Task objective
All that should be output is the block of lines below from the line with "Could you please outline every instance of the grass?" to the line with "Could you please outline every instance of the roof", both included, exactly as written.

Available data
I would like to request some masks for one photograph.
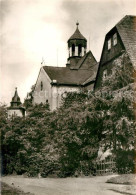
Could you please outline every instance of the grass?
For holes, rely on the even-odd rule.
[[[25,193],[15,187],[10,187],[4,182],[1,182],[1,195],[32,195],[32,194]]]

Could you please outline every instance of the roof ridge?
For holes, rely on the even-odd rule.
[[[129,18],[129,17],[136,17],[136,16],[135,15],[125,15],[115,26],[120,25],[126,18]]]
[[[51,68],[66,68],[66,66],[42,66],[42,67],[51,67]]]
[[[117,22],[107,33],[106,36],[114,29],[114,28],[118,28],[118,26],[126,20],[126,18],[129,17],[136,17],[136,15],[125,15],[121,20],[119,20],[119,22]]]
[[[85,58],[83,59],[82,63],[80,64],[79,69],[80,69],[80,67],[82,66],[82,64],[84,63],[84,61],[86,60],[86,58],[87,58],[87,56],[89,55],[89,53],[91,53],[90,50],[85,54]]]

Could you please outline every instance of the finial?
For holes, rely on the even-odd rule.
[[[77,28],[78,28],[78,25],[79,25],[79,22],[78,21],[77,21],[76,25],[77,25]]]
[[[15,90],[17,91],[17,87],[15,88]]]

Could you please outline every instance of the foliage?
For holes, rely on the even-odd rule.
[[[116,152],[116,166],[118,173],[134,173],[134,158],[134,150],[118,149]]]
[[[35,85],[32,85],[31,90],[29,93],[27,93],[27,97],[24,100],[24,107],[26,109],[32,107],[33,105],[33,93],[34,93]]]
[[[103,81],[101,89],[101,96],[108,101],[108,106],[104,109],[105,125],[102,145],[105,150],[107,148],[112,150],[118,171],[121,173],[121,166],[124,172],[127,169],[134,170],[134,161],[131,161],[130,165],[127,157],[128,153],[133,154],[136,135],[133,85],[135,70],[127,54],[115,60],[114,65],[112,75]],[[121,164],[121,156],[125,157],[123,164]]]
[[[118,68],[103,81],[101,90],[65,93],[56,111],[51,112],[48,104],[33,106],[30,101],[26,118],[7,119],[6,107],[1,105],[3,173],[93,174],[100,147],[113,152],[120,173],[128,166],[132,172],[134,161],[129,157],[136,133],[133,70],[126,54],[115,64]],[[123,164],[121,158],[125,158]]]
[[[128,54],[123,53],[113,61],[112,73],[102,81],[102,89],[115,91],[126,87],[130,83],[134,83],[134,74],[135,69]]]
[[[45,108],[46,105],[43,107]],[[45,118],[42,118],[41,115],[40,118],[37,112],[34,106],[31,112],[32,116],[8,119],[2,129],[4,173],[22,174],[27,172],[34,176],[39,172],[39,164],[44,162],[46,154],[43,147],[45,140],[46,144],[48,142],[51,144],[51,140],[48,140],[49,111],[44,109]],[[36,117],[34,117],[35,113]]]

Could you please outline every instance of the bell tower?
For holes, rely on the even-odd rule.
[[[22,106],[20,101],[20,97],[18,96],[17,88],[15,88],[15,94],[10,102],[10,107],[8,107],[8,117],[24,117],[25,116],[25,108]]]
[[[67,66],[74,67],[78,60],[86,54],[87,40],[79,31],[79,23],[74,34],[68,39],[68,63]]]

Worked solution
Could you please outline every instance of the grass?
For holes, rely on the even-odd rule.
[[[25,193],[15,187],[10,187],[4,182],[1,182],[1,195],[32,195],[32,194]]]

Could you please outline every instance of the roof ridge?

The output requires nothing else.